_RECORDS SHOWN:_
_ _ _ _
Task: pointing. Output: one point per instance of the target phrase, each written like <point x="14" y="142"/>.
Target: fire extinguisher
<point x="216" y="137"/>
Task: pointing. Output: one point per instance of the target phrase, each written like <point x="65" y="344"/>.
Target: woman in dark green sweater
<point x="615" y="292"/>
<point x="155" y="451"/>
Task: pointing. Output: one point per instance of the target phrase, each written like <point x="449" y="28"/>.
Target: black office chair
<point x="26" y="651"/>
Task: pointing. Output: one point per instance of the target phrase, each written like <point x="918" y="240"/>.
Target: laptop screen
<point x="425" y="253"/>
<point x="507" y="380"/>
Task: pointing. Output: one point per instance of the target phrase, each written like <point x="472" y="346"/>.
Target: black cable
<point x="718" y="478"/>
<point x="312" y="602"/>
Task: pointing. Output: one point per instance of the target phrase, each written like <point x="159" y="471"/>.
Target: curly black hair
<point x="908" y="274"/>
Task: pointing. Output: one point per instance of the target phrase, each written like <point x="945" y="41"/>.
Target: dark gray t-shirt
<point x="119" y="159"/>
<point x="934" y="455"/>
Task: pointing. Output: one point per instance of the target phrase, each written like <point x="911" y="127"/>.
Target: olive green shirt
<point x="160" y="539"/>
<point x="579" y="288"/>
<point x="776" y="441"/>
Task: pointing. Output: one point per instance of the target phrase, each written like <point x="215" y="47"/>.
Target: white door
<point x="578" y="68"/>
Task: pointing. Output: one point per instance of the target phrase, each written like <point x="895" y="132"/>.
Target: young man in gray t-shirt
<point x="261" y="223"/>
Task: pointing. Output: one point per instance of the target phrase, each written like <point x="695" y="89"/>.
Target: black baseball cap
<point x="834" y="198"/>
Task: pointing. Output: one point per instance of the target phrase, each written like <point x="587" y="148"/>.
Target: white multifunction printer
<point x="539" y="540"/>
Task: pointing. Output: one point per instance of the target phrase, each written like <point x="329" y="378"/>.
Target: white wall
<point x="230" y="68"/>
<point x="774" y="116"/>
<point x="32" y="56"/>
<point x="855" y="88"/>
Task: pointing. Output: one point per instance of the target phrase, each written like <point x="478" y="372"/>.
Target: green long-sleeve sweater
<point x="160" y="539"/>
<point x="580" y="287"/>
_ _ _ _
_EXERCISE DESCRIPTION:_
The full listing above is to be given again exactly.

_RESPONSE TO THIS TASK:_
Task: pointing. Output: one point per instance of the target phrase, each written like <point x="14" y="142"/>.
Target: fire extinguisher
<point x="216" y="137"/>
Task: pointing. Output: one point per instance of the target phrase, each written like <point x="65" y="344"/>.
Target: woman in dark green sweater
<point x="615" y="292"/>
<point x="155" y="451"/>
Task: pointing. Output: one point per instance of the target phrase, each written like <point x="449" y="28"/>.
Target: black office chair
<point x="26" y="651"/>
Task: pointing. Output: one point per instance of the target phrase, each written like <point x="918" y="240"/>.
Target: laptop screen
<point x="425" y="253"/>
<point x="507" y="380"/>
Task: pointing. Output: one point per instance of the target phrase, each written like <point x="472" y="346"/>.
Target: black cable
<point x="718" y="478"/>
<point x="312" y="602"/>
Task: pointing. Output: one point per instance of the target phrase, each written like <point x="159" y="471"/>.
Target: curly black hair
<point x="908" y="274"/>
Task: pointing. Output: one point per instance of the target phrase, each written like <point x="945" y="41"/>.
Target: dark gray t-shirt
<point x="119" y="159"/>
<point x="934" y="455"/>
Task: pointing. Output: one point per instance of the target phrase, each written like <point x="911" y="127"/>.
Target: olive green shirt
<point x="160" y="539"/>
<point x="579" y="288"/>
<point x="776" y="441"/>
Task: pointing. Output: one point per instance of the target phrase, each written like <point x="215" y="47"/>.
Target: white door
<point x="578" y="68"/>
Task: pointing. Output: one point per instance of the target phrase, each written like <point x="895" y="132"/>.
Target: young man in gray t-shirt
<point x="261" y="223"/>
Task: pointing. Output: one point per instance of the target phrase, each written like <point x="695" y="89"/>.
Target: black baseball cap
<point x="834" y="198"/>
Task: pointing. Output: one point per instance of the target phrase, each written like <point x="587" y="148"/>.
Target: white multifunction printer
<point x="539" y="540"/>
Task: pointing. Output: one point per instance of the target phrase, each written like <point x="329" y="378"/>.
Target: white wall
<point x="230" y="68"/>
<point x="774" y="116"/>
<point x="32" y="56"/>
<point x="855" y="88"/>
Task: pointing. Output: one point per instance of the target phrase, each written like <point x="478" y="372"/>.
Target: green long-sleeve sweater
<point x="160" y="539"/>
<point x="580" y="287"/>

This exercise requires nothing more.